PROBLEM DESCRIPTION :: Using the records below, copy out exactly the line that contains "Would you kindly pick out the child's eyebrow" and every line that follows it, up to and including the last, and no others.

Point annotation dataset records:

================

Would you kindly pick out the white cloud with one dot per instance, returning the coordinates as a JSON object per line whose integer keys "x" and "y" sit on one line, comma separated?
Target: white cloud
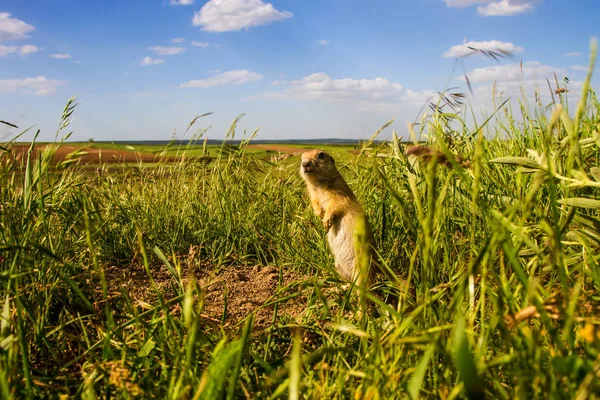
{"x": 167, "y": 51}
{"x": 466, "y": 48}
{"x": 199, "y": 44}
{"x": 233, "y": 15}
{"x": 235, "y": 77}
{"x": 61, "y": 56}
{"x": 24, "y": 50}
{"x": 506, "y": 8}
{"x": 362, "y": 93}
{"x": 29, "y": 49}
{"x": 464, "y": 3}
{"x": 531, "y": 70}
{"x": 150, "y": 61}
{"x": 495, "y": 8}
{"x": 40, "y": 85}
{"x": 6, "y": 50}
{"x": 578, "y": 67}
{"x": 12, "y": 28}
{"x": 142, "y": 95}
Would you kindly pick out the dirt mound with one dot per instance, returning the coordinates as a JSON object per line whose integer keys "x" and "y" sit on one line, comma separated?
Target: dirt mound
{"x": 245, "y": 290}
{"x": 229, "y": 296}
{"x": 89, "y": 155}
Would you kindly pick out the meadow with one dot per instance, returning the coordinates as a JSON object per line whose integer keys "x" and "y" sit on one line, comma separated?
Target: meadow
{"x": 208, "y": 276}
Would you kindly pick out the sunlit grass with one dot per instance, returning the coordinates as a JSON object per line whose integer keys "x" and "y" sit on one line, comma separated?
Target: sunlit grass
{"x": 496, "y": 253}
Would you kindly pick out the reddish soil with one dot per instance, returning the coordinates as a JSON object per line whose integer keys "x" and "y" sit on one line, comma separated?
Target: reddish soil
{"x": 274, "y": 147}
{"x": 244, "y": 288}
{"x": 90, "y": 155}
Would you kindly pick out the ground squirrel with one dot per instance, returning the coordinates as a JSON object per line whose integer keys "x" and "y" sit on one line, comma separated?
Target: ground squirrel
{"x": 335, "y": 203}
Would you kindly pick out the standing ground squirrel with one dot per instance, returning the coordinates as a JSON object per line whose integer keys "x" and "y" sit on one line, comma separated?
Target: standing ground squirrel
{"x": 335, "y": 203}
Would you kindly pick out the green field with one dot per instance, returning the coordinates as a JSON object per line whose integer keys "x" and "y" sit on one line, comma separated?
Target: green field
{"x": 202, "y": 280}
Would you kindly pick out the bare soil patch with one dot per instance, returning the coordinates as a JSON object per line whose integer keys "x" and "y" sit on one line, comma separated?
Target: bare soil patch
{"x": 90, "y": 155}
{"x": 229, "y": 296}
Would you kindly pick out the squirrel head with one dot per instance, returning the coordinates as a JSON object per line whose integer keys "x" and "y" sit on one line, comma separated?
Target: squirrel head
{"x": 317, "y": 165}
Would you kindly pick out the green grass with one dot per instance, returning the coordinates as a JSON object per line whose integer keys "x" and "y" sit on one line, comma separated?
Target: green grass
{"x": 472, "y": 245}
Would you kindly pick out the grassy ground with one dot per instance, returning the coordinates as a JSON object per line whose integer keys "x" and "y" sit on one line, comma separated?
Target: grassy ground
{"x": 104, "y": 276}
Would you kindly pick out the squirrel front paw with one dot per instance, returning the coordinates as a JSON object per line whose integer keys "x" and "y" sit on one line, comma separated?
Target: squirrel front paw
{"x": 327, "y": 224}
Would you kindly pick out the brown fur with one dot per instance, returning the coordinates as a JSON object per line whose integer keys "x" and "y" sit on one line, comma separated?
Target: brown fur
{"x": 337, "y": 206}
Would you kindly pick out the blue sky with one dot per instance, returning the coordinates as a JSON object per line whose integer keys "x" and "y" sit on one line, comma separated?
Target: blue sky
{"x": 142, "y": 69}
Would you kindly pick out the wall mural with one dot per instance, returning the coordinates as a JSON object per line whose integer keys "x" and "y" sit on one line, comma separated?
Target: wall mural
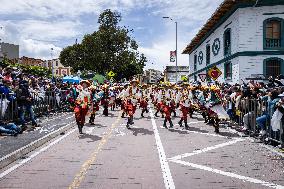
{"x": 200, "y": 57}
{"x": 216, "y": 46}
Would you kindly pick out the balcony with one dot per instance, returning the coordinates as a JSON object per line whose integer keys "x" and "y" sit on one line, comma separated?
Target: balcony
{"x": 272, "y": 43}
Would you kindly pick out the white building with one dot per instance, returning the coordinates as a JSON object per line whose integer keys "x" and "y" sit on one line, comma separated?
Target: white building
{"x": 58, "y": 68}
{"x": 242, "y": 38}
{"x": 152, "y": 76}
{"x": 173, "y": 72}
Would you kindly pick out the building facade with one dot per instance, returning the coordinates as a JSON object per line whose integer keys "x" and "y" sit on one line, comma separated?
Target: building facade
{"x": 58, "y": 68}
{"x": 152, "y": 76}
{"x": 31, "y": 61}
{"x": 10, "y": 51}
{"x": 170, "y": 73}
{"x": 243, "y": 38}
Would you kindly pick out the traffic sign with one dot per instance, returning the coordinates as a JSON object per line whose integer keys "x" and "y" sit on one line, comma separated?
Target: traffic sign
{"x": 214, "y": 73}
{"x": 202, "y": 77}
{"x": 111, "y": 74}
{"x": 184, "y": 78}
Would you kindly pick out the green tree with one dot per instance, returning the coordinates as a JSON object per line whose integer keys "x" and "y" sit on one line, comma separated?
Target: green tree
{"x": 109, "y": 48}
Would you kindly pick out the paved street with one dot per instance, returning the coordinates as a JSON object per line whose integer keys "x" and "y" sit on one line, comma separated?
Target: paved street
{"x": 147, "y": 156}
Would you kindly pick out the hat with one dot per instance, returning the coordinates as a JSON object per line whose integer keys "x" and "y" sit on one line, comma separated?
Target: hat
{"x": 134, "y": 80}
{"x": 79, "y": 87}
{"x": 85, "y": 81}
{"x": 281, "y": 95}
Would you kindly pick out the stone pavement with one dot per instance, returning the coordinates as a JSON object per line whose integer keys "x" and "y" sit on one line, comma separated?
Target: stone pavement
{"x": 148, "y": 156}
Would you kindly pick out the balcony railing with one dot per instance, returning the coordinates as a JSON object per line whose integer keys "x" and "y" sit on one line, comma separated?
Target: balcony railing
{"x": 272, "y": 43}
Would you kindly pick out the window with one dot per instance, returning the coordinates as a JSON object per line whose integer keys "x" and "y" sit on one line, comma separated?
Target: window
{"x": 227, "y": 42}
{"x": 228, "y": 70}
{"x": 273, "y": 28}
{"x": 273, "y": 67}
{"x": 207, "y": 54}
{"x": 195, "y": 62}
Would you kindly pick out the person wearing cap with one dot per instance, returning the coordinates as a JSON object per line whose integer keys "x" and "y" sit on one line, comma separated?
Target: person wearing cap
{"x": 132, "y": 95}
{"x": 82, "y": 104}
{"x": 167, "y": 111}
{"x": 105, "y": 98}
{"x": 94, "y": 104}
{"x": 184, "y": 108}
{"x": 25, "y": 103}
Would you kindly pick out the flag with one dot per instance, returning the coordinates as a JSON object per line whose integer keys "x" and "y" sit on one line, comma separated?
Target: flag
{"x": 172, "y": 56}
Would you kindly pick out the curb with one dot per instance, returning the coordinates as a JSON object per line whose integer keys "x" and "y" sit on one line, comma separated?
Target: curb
{"x": 12, "y": 157}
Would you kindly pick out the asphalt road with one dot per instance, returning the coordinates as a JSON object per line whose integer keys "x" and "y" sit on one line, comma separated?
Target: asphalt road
{"x": 108, "y": 156}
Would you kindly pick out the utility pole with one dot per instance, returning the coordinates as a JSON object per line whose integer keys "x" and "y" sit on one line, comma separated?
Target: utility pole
{"x": 51, "y": 55}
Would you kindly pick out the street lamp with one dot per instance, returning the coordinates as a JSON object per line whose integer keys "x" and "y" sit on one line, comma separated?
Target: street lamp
{"x": 166, "y": 17}
{"x": 1, "y": 53}
{"x": 51, "y": 53}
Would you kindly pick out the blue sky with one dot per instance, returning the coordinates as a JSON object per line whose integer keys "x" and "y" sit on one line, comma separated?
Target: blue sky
{"x": 39, "y": 25}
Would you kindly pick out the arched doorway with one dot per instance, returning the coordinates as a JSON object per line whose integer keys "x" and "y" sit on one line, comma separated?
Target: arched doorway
{"x": 273, "y": 67}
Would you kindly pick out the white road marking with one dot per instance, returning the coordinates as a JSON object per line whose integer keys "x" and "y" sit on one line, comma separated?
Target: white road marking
{"x": 89, "y": 130}
{"x": 229, "y": 174}
{"x": 168, "y": 180}
{"x": 179, "y": 157}
{"x": 3, "y": 174}
{"x": 272, "y": 150}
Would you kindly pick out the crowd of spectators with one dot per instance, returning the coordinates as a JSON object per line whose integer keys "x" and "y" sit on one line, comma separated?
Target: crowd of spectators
{"x": 19, "y": 91}
{"x": 257, "y": 106}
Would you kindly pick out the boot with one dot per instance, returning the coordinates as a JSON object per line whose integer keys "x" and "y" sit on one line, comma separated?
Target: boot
{"x": 142, "y": 113}
{"x": 128, "y": 123}
{"x": 216, "y": 125}
{"x": 165, "y": 124}
{"x": 186, "y": 126}
{"x": 156, "y": 114}
{"x": 80, "y": 129}
{"x": 131, "y": 120}
{"x": 180, "y": 123}
{"x": 171, "y": 124}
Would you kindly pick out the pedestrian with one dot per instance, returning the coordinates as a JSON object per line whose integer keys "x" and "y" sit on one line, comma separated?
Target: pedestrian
{"x": 82, "y": 104}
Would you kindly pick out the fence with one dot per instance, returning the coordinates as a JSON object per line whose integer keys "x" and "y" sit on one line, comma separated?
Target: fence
{"x": 43, "y": 103}
{"x": 255, "y": 115}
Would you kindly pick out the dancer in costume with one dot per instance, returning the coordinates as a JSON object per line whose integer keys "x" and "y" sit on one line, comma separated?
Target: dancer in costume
{"x": 82, "y": 104}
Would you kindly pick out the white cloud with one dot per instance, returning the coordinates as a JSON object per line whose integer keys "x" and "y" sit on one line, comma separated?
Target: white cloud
{"x": 37, "y": 25}
{"x": 37, "y": 49}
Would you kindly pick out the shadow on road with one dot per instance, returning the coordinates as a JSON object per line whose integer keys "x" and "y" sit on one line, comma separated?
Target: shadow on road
{"x": 183, "y": 132}
{"x": 92, "y": 137}
{"x": 198, "y": 130}
{"x": 142, "y": 131}
{"x": 228, "y": 134}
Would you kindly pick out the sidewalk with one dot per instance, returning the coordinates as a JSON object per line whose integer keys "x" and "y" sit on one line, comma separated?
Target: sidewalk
{"x": 12, "y": 148}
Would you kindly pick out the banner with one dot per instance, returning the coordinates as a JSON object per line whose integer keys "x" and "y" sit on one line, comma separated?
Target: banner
{"x": 214, "y": 73}
{"x": 172, "y": 56}
{"x": 202, "y": 77}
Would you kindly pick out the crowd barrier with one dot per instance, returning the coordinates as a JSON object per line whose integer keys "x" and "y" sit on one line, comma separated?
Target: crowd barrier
{"x": 248, "y": 112}
{"x": 43, "y": 103}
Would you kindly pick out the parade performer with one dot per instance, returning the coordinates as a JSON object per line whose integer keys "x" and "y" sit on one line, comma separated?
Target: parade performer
{"x": 82, "y": 104}
{"x": 132, "y": 95}
{"x": 144, "y": 106}
{"x": 105, "y": 99}
{"x": 173, "y": 107}
{"x": 184, "y": 107}
{"x": 129, "y": 108}
{"x": 217, "y": 111}
{"x": 94, "y": 104}
{"x": 167, "y": 111}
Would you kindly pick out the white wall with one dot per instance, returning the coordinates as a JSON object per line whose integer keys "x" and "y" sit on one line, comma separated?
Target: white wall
{"x": 251, "y": 26}
{"x": 233, "y": 20}
{"x": 253, "y": 65}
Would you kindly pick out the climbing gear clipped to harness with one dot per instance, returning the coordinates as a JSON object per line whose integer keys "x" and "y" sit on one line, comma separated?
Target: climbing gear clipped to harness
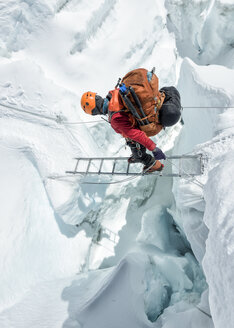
{"x": 140, "y": 94}
{"x": 170, "y": 112}
{"x": 88, "y": 102}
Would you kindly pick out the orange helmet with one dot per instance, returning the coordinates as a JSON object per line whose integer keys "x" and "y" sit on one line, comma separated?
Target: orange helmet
{"x": 88, "y": 102}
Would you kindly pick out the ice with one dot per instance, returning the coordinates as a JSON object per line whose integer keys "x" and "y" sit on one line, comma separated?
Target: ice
{"x": 121, "y": 255}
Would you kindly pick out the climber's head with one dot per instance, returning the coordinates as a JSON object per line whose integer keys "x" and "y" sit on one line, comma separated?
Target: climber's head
{"x": 92, "y": 103}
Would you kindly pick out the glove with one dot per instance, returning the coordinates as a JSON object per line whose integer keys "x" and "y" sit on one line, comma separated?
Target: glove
{"x": 158, "y": 154}
{"x": 123, "y": 88}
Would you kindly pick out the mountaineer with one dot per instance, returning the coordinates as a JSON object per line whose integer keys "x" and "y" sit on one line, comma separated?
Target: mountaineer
{"x": 138, "y": 110}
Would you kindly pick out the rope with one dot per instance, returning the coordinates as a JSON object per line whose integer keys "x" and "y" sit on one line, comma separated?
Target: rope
{"x": 207, "y": 107}
{"x": 58, "y": 119}
{"x": 31, "y": 113}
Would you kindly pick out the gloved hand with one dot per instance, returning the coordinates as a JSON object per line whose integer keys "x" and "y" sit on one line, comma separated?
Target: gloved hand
{"x": 158, "y": 154}
{"x": 123, "y": 88}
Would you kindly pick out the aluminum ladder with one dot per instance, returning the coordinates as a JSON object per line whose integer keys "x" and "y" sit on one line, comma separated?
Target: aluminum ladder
{"x": 184, "y": 165}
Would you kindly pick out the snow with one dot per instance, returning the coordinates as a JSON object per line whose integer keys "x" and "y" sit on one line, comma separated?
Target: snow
{"x": 147, "y": 252}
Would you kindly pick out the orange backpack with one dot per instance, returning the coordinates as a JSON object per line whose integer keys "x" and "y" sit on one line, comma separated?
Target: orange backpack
{"x": 144, "y": 85}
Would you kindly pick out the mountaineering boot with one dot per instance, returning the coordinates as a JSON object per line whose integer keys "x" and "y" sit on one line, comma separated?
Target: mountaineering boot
{"x": 154, "y": 166}
{"x": 132, "y": 159}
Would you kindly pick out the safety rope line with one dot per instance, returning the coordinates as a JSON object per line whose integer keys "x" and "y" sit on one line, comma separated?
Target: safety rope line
{"x": 60, "y": 120}
{"x": 56, "y": 119}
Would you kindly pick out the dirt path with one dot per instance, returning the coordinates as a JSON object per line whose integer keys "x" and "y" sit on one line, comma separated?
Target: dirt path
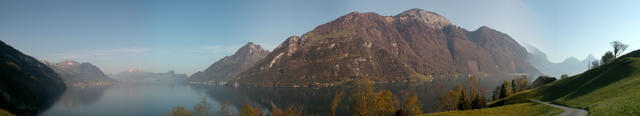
{"x": 567, "y": 110}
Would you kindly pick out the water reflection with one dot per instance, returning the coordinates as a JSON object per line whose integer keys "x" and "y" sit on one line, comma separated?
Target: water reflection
{"x": 314, "y": 100}
{"x": 82, "y": 96}
{"x": 156, "y": 99}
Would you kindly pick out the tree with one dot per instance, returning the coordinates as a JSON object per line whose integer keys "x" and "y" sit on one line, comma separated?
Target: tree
{"x": 202, "y": 108}
{"x": 607, "y": 57}
{"x": 505, "y": 89}
{"x": 247, "y": 110}
{"x": 520, "y": 84}
{"x": 178, "y": 111}
{"x": 336, "y": 100}
{"x": 362, "y": 100}
{"x": 595, "y": 64}
{"x": 413, "y": 105}
{"x": 463, "y": 102}
{"x": 449, "y": 101}
{"x": 496, "y": 93}
{"x": 383, "y": 103}
{"x": 478, "y": 101}
{"x": 564, "y": 76}
{"x": 618, "y": 48}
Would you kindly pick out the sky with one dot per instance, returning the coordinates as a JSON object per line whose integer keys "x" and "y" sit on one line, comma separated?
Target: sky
{"x": 189, "y": 35}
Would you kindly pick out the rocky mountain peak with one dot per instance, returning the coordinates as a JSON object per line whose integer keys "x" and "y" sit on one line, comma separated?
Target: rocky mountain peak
{"x": 67, "y": 63}
{"x": 435, "y": 20}
{"x": 251, "y": 49}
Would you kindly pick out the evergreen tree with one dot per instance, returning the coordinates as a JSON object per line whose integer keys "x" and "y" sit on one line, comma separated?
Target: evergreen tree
{"x": 496, "y": 93}
{"x": 505, "y": 89}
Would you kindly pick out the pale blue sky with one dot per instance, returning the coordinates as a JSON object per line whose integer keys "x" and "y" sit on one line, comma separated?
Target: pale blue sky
{"x": 189, "y": 35}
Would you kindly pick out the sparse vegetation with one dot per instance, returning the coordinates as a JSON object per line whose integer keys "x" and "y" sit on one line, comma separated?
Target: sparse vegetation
{"x": 524, "y": 109}
{"x": 465, "y": 96}
{"x": 611, "y": 89}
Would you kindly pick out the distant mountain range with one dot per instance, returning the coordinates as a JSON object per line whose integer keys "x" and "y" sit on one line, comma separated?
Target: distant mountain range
{"x": 80, "y": 74}
{"x": 27, "y": 86}
{"x": 411, "y": 46}
{"x": 570, "y": 66}
{"x": 230, "y": 66}
{"x": 139, "y": 76}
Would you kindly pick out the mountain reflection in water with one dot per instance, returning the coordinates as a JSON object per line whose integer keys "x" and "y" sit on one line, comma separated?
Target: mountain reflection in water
{"x": 156, "y": 99}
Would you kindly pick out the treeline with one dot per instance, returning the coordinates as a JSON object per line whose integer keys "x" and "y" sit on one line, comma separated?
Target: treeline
{"x": 507, "y": 88}
{"x": 617, "y": 49}
{"x": 364, "y": 101}
{"x": 470, "y": 95}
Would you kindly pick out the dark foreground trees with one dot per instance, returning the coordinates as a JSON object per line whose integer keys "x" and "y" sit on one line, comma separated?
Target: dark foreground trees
{"x": 366, "y": 102}
{"x": 200, "y": 109}
{"x": 465, "y": 96}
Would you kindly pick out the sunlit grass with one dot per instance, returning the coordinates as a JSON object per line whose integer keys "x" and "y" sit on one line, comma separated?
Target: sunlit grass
{"x": 522, "y": 109}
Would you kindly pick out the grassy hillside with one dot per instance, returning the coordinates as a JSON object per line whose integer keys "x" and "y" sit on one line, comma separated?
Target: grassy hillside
{"x": 611, "y": 89}
{"x": 523, "y": 109}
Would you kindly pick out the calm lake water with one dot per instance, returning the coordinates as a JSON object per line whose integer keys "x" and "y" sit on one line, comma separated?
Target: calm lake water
{"x": 156, "y": 99}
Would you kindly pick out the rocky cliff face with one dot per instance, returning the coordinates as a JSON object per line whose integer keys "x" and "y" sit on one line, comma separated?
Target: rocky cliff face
{"x": 230, "y": 66}
{"x": 81, "y": 74}
{"x": 27, "y": 86}
{"x": 413, "y": 45}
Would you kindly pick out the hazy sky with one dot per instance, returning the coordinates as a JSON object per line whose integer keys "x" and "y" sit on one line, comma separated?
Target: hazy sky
{"x": 187, "y": 36}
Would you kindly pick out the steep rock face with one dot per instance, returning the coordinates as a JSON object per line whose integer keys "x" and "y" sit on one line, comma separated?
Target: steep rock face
{"x": 411, "y": 46}
{"x": 26, "y": 85}
{"x": 80, "y": 74}
{"x": 230, "y": 66}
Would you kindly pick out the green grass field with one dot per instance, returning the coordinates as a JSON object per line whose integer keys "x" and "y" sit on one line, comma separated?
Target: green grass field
{"x": 522, "y": 109}
{"x": 610, "y": 89}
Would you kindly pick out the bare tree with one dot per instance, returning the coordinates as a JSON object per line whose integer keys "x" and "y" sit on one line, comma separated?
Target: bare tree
{"x": 618, "y": 47}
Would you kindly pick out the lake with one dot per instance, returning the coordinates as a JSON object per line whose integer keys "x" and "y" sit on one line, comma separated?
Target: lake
{"x": 155, "y": 99}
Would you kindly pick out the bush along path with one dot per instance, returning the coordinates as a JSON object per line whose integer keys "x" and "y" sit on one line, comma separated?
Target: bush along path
{"x": 567, "y": 110}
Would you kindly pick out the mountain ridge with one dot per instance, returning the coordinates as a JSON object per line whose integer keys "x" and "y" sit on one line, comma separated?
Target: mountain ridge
{"x": 359, "y": 45}
{"x": 81, "y": 74}
{"x": 27, "y": 85}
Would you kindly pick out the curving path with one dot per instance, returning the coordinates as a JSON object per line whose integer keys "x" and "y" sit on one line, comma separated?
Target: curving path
{"x": 567, "y": 110}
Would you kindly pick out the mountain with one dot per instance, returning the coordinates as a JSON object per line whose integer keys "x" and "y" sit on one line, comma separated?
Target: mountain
{"x": 230, "y": 66}
{"x": 139, "y": 76}
{"x": 609, "y": 89}
{"x": 81, "y": 74}
{"x": 411, "y": 46}
{"x": 27, "y": 86}
{"x": 570, "y": 66}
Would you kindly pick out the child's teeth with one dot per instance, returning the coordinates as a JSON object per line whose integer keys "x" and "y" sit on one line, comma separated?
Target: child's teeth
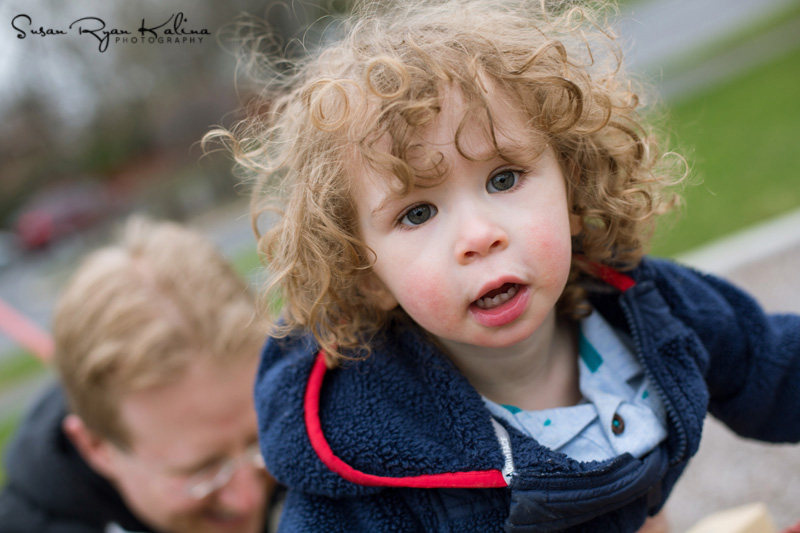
{"x": 489, "y": 303}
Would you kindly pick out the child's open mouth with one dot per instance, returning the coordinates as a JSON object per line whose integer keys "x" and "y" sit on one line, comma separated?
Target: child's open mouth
{"x": 497, "y": 297}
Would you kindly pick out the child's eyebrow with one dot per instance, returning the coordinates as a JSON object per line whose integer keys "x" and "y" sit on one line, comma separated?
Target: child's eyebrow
{"x": 380, "y": 209}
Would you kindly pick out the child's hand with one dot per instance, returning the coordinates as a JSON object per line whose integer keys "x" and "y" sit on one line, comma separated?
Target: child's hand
{"x": 656, "y": 524}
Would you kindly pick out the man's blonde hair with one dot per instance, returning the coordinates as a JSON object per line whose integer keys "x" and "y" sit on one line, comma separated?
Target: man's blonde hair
{"x": 139, "y": 313}
{"x": 385, "y": 79}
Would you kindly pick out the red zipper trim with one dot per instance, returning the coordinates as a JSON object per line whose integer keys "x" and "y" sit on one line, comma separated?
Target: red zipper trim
{"x": 613, "y": 277}
{"x": 480, "y": 479}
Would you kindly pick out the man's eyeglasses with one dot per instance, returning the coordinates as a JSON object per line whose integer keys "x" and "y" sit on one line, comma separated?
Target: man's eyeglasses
{"x": 208, "y": 480}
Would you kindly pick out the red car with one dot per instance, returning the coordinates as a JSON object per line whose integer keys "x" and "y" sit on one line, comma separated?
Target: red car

================

FINISHED ANSWER ::
Would you kindly pick out the child's eyebrow with one dot per instance, returning the coordinates as a JSON object per line whose integer keys "x" and "y" sit on one line, comma separated?
Target: child's eyebrow
{"x": 380, "y": 209}
Would you kindly pick out the child's hand with one dot per instance, returning the coordinates as a JSON object per line whose integer keys "x" and "y" sit on one line, comma separated?
Target: child's hand
{"x": 656, "y": 524}
Would you kindly pick out the man's blonde hair with one dot per instance, returning the coordinates as a JSON object per line whose integer keys "x" and "y" sit on one line, comma separated?
Target: man's blonde hair
{"x": 139, "y": 313}
{"x": 385, "y": 79}
Would you kindly pick out the red zipper trim with one dot per instance, returning the coordinates as a JSON object per line whose integer keys "x" and "y" sit on one line, comma separated?
Target: red zipper trim
{"x": 613, "y": 277}
{"x": 480, "y": 479}
Would you kindly pick out the man's eyeglasses with one dot per instance, returning the coordinates as a JSON object per line whose integer keys "x" and "y" sit on one line, comma separated?
Target: man's eyeglasses
{"x": 208, "y": 480}
Would you kindly pick out the red car with one dot per instance, returning the coordinates as a JSON object per line whose integer keys "x" and "y" sit on one line, comma separated?
Target: red car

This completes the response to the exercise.